**DIRECTIONS FOR THIS TASK**
Read the data and repeat all of it exactly.
#####
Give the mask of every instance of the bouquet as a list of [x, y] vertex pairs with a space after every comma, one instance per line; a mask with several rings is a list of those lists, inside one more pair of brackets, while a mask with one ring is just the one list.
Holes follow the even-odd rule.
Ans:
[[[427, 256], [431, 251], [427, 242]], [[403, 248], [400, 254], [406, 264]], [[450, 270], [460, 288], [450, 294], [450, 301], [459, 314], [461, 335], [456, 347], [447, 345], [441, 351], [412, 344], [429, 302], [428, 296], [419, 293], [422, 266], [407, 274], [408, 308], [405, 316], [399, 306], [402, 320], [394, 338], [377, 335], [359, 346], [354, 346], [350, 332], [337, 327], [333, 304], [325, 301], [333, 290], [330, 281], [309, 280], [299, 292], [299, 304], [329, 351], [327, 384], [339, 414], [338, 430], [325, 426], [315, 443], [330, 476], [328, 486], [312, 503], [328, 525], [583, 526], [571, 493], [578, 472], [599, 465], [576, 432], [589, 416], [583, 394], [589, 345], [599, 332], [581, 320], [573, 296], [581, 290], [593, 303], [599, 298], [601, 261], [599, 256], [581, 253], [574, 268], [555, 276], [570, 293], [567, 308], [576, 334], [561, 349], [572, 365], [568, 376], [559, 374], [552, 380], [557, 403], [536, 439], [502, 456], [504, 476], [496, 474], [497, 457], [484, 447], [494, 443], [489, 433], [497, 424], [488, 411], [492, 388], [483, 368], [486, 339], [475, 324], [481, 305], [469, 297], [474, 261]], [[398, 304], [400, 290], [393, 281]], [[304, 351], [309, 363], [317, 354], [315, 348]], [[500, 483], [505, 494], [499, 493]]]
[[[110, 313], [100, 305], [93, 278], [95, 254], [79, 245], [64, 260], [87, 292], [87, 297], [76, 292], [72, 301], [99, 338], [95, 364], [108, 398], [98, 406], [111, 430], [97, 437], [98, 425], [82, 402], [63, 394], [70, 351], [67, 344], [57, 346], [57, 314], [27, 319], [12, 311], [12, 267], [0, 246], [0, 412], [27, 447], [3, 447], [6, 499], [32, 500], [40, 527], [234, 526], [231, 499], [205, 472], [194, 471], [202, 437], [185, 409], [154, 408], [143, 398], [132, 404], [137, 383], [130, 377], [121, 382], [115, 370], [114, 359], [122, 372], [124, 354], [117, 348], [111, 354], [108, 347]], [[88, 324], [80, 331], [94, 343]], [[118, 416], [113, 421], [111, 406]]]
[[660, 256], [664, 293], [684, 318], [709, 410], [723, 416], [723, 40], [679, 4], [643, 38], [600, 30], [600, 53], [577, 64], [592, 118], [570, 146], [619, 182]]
#####
**CORRECT OUTPUT**
Give the mask of every instance of the bouquet as a list of [x, y] vertex pairs with a space after every comma, one instance per line; a mask with several rings is a list of those lists, inside one more pair of brackets, while a mask with one ring is just the one list.
Holes follow the even-odd rule.
Ans:
[[[427, 256], [431, 251], [427, 242]], [[403, 248], [400, 254], [406, 264]], [[450, 270], [460, 288], [450, 294], [450, 301], [459, 314], [461, 335], [456, 347], [447, 345], [441, 351], [412, 344], [429, 302], [428, 296], [419, 293], [422, 266], [407, 274], [408, 308], [405, 316], [399, 306], [402, 320], [394, 338], [377, 335], [359, 346], [354, 346], [350, 332], [337, 327], [333, 304], [325, 301], [333, 290], [330, 281], [309, 280], [299, 292], [299, 304], [329, 351], [327, 384], [339, 414], [338, 430], [325, 426], [315, 443], [330, 476], [328, 486], [312, 503], [328, 525], [583, 526], [571, 493], [578, 472], [599, 465], [576, 432], [589, 416], [583, 394], [589, 345], [599, 332], [581, 320], [573, 296], [581, 290], [593, 303], [599, 298], [601, 261], [599, 256], [581, 253], [574, 268], [555, 276], [570, 293], [567, 308], [576, 334], [561, 349], [572, 365], [568, 376], [559, 374], [552, 380], [557, 403], [536, 439], [502, 456], [504, 476], [496, 474], [497, 457], [484, 447], [494, 443], [489, 433], [497, 424], [488, 411], [492, 388], [483, 368], [486, 339], [475, 324], [481, 305], [469, 297], [474, 261]], [[398, 304], [400, 290], [393, 281]], [[304, 351], [309, 363], [317, 354], [315, 348]], [[500, 483], [505, 494], [499, 493]]]
[[[110, 313], [100, 305], [93, 278], [95, 254], [79, 245], [64, 260], [87, 292], [87, 297], [76, 292], [72, 301], [99, 338], [95, 364], [108, 398], [98, 406], [111, 430], [97, 437], [98, 425], [82, 402], [63, 394], [70, 351], [67, 344], [57, 346], [57, 314], [27, 319], [12, 311], [12, 267], [0, 246], [0, 412], [27, 447], [3, 447], [6, 499], [32, 500], [40, 527], [234, 526], [231, 499], [205, 472], [194, 471], [202, 437], [185, 409], [154, 408], [143, 398], [132, 404], [137, 383], [130, 377], [121, 382], [115, 370], [114, 359], [122, 372], [124, 354], [117, 348], [111, 354], [108, 347]], [[88, 324], [80, 331], [94, 343]], [[118, 416], [113, 421], [111, 406]]]
[[660, 256], [664, 293], [684, 318], [709, 410], [723, 416], [723, 40], [679, 4], [643, 38], [600, 30], [600, 53], [577, 64], [592, 118], [570, 146], [619, 182]]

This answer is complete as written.